- Stated problem: Print each line exactly as it is given.
———
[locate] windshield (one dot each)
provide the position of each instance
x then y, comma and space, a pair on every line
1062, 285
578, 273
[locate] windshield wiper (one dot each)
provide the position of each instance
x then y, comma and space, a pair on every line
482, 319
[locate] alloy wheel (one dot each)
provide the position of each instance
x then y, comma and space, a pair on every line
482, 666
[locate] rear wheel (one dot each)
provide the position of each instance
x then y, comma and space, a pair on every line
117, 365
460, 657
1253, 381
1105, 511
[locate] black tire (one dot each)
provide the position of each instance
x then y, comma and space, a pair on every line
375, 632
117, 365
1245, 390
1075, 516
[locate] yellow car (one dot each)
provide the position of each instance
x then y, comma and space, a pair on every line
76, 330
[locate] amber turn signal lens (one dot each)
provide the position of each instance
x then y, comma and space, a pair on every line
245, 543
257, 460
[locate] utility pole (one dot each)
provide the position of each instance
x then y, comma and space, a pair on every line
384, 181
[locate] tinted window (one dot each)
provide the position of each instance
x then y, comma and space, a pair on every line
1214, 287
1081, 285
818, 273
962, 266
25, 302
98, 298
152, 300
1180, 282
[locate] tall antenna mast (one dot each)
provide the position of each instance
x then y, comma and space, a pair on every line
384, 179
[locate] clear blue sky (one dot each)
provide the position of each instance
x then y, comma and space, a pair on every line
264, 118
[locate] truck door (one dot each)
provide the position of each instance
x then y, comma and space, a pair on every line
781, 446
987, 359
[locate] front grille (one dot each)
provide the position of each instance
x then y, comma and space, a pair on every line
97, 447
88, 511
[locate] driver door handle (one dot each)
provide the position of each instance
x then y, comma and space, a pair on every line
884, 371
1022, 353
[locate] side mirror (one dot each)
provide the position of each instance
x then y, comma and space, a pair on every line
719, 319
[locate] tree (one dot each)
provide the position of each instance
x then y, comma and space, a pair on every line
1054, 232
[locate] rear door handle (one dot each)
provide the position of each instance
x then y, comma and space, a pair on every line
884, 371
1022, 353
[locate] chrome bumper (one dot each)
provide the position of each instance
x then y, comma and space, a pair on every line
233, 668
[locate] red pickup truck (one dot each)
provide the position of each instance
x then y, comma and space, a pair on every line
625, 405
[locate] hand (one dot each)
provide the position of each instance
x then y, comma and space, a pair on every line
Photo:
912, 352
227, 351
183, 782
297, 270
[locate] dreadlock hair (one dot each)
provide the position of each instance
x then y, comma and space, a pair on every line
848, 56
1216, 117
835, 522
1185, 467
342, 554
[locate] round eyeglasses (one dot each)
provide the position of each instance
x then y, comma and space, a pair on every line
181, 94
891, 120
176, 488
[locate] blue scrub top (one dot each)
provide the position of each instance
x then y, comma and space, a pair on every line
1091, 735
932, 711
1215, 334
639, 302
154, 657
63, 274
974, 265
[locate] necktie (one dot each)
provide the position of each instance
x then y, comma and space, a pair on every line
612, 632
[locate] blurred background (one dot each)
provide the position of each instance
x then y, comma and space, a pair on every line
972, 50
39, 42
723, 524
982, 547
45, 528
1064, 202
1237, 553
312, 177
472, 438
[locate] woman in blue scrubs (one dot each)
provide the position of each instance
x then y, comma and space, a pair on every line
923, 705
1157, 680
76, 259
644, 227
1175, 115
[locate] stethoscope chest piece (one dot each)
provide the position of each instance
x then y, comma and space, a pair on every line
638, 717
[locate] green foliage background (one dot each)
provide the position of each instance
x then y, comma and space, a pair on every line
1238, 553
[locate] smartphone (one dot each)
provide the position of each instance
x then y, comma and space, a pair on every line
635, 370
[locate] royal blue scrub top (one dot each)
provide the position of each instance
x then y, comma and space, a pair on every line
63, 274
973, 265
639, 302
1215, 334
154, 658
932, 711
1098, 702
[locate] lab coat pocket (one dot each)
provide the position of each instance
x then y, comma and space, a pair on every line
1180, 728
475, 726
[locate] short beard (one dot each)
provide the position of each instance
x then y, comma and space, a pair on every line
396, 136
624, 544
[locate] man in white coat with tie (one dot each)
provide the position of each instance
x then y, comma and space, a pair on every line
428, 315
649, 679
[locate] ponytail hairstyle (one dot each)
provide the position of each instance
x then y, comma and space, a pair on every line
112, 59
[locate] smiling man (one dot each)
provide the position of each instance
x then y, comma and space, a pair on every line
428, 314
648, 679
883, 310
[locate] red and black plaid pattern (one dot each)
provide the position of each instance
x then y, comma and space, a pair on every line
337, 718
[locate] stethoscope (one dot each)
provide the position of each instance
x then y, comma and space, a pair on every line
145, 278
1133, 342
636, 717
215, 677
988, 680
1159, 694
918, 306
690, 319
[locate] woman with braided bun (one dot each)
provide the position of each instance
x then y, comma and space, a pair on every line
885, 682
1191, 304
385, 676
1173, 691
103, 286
———
- Final result:
[locate] windshield (one dot each)
provide the position of each instance
x then y, comma and space, a pair on every line
1062, 285
578, 273
[locate] windshield wiper (one dot each)
provide the position of each instance
x then y, comma and space, a pair on every line
482, 319
[locate] alloy wheel (one dot each)
provide the position of each instance
x then y, comma and space, a pair on every line
482, 666
[locate] rear wheel (one dot each)
provide the position of each instance
x then y, comma and space, a pair on every line
117, 365
460, 657
1253, 381
1105, 511
[locate] black tire (one dot each)
provide the position of each instance
x then y, comma and space, a pair on every line
375, 632
117, 365
1245, 390
1075, 516
[locate] yellow car (one dot each)
provide the position of each instance
x then y, comma and space, a pair on every line
76, 330
[locate] amber turn signal lens (one dot each)
provide the position of each instance
x then y, comma and space, a pair on every line
245, 543
257, 460
[locate] utility pole (one dot each)
provide the position of each instance
x then y, comma and space, a pair on every line
384, 181
[locate] tinted window (one dot each)
provide the position of each instance
x then y, comma and space, a pair on every line
1214, 287
1081, 285
818, 273
962, 266
25, 302
98, 298
152, 300
1180, 282
[locate] tall antenna mast (one dot each)
provide the position of each instance
x then y, comma and space, a pair on every line
384, 179
[locate] clear blue sky (one dot each)
provide the position of each instance
x then y, comma and space, a pair on every line
264, 118
[locate] truck door (one dot each)
provide the position of each instance
x then y, comma and space, a pair on every line
781, 446
987, 359
[locate] front grille (one dot each)
provide the position of each instance
x then y, comma and space, a pair on every line
97, 447
88, 511
[locate] driver door handle (one dot each)
provide the position of each instance
x then y, comma and space, a pair on every line
884, 371
1022, 353
[locate] side mirror (one dot each)
provide the position of each instance
x then y, comma and space, a pair on every line
719, 319
[locate] tree (one dot each)
provide the position of each instance
x then y, comma and space, a pair on every line
1054, 232
[locate] rear door handle (one dot each)
provide the position of each instance
x then y, comma and space, a pair on every line
884, 371
1022, 353
[locate] chrome bumper (one dot each)
provide the position of each instance
x then y, comma and space, a pair on every line
233, 668
[locate] red pickup truck (one dot each)
provide the position of each instance
x then y, comma and space, a pair on every line
625, 405
[locate] hand (one dot each)
provide the position of each instance
x then y, comma and space, a pair on every line
Photo:
912, 352
227, 351
183, 782
297, 270
[locate] dreadlock hair (one dot each)
provide the position of each instance
x then y, comma and space, a pair on every line
848, 56
1216, 117
835, 522
1185, 467
342, 554
[locate] round eyeglasses (one dot each)
provide the position of each instance
x then y, comma and space, a pair on every line
181, 94
891, 120
176, 488
[locate] blue scrub top (one dot each)
provide the position of each instance
x then y, comma and space, a pair on every line
1091, 735
932, 711
1215, 334
639, 302
154, 657
63, 274
974, 265
[locate] necktie (one dot each)
provide the position of each instance
x then y, comma and space, a pair on every line
612, 632
[locate] blurred background (one dot each)
provide the position of each instance
x then y, comma and space, a pair on every line
972, 50
39, 42
723, 524
982, 547
45, 528
1064, 202
1237, 553
312, 177
472, 438
[locate] woman in blue scrubs (one dot each)
provide the position of each instance
x then y, comma and space, a pair on every line
923, 705
1157, 680
76, 259
644, 227
1175, 115
[locate] stethoscope chest piece (one dot each)
provide the position of each instance
x then y, comma and space, a pair on every line
638, 717
[locate] green foliage background (one dot each)
provide the position of each instance
x then y, comma and space, a pair on every line
1238, 553
[locate] smartphone (one dot each)
provide the position of each instance
x then y, comma and space, a pair on every line
635, 370
[locate] royal blue scrub top (one dot each)
provide the position of each instance
x then y, comma and space, a pair on every line
63, 274
973, 265
639, 302
1215, 334
154, 658
932, 711
1098, 702
[locate] lab coat pocket (one dot each)
provide the position of each instance
x then y, comma and space, a pair on every line
1180, 728
475, 726
[locate] short beard (one dot each)
provide the position of each instance
x then y, comma and space, a pair on every line
396, 136
624, 544
[locate] man in white coat with tie (one dot each)
provide the position of each instance
x then y, comma and space, a pair on every line
428, 315
649, 679
[locate] ponytail hairstyle (one dot each)
provide the position of each instance
x then y, comma and space, a pair on every line
112, 59
[locate] smiling man (one dot each)
provide the position of each instance
x then y, comma and space, a pair on every line
428, 314
648, 679
883, 310
[locate] red and black plaid pattern (one dot each)
provide the position of each instance
x then y, comma and space, a pair on every line
337, 718
[locate] stethoscope (one dot each)
provide the position of each instance
x then y, comma and space, a pair on every line
145, 278
1133, 342
636, 717
215, 677
988, 680
1159, 694
918, 306
690, 319
[locate] woman with braided bun (one dot each)
provide the position of each instance
x then y, comma and space, a pair on every line
885, 682
1191, 304
385, 676
1173, 691
103, 286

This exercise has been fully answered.